→ **WHAT YOU ARE ASKED TO DO**
Go through each line of the entries below and tally those containing the string "above"; give only the total.

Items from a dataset
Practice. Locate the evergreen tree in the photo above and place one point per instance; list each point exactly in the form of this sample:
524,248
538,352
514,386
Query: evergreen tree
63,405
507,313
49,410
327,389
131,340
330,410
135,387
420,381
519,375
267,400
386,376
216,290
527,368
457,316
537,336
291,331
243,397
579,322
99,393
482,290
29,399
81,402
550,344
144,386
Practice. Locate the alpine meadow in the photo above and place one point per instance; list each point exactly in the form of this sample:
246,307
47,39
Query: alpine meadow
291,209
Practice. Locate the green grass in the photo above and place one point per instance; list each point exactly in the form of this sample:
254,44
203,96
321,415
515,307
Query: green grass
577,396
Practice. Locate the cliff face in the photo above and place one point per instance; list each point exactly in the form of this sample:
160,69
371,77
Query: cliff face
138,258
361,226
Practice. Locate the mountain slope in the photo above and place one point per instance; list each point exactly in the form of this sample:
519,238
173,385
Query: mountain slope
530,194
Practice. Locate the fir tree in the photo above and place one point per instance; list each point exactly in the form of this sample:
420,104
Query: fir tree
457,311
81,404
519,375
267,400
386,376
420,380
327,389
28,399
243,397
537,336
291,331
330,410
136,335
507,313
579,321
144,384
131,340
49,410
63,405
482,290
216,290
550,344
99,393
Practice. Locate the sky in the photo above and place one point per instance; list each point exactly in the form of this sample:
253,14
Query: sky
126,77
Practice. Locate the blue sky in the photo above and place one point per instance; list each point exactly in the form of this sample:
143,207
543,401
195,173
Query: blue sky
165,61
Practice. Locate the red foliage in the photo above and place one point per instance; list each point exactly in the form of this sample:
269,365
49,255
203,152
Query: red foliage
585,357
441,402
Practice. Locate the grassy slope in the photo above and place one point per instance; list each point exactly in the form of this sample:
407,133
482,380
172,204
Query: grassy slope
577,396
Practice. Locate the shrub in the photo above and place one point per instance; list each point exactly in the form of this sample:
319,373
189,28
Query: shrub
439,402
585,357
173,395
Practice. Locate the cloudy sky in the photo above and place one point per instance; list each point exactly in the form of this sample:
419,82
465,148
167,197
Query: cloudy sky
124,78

→ **REPLY**
12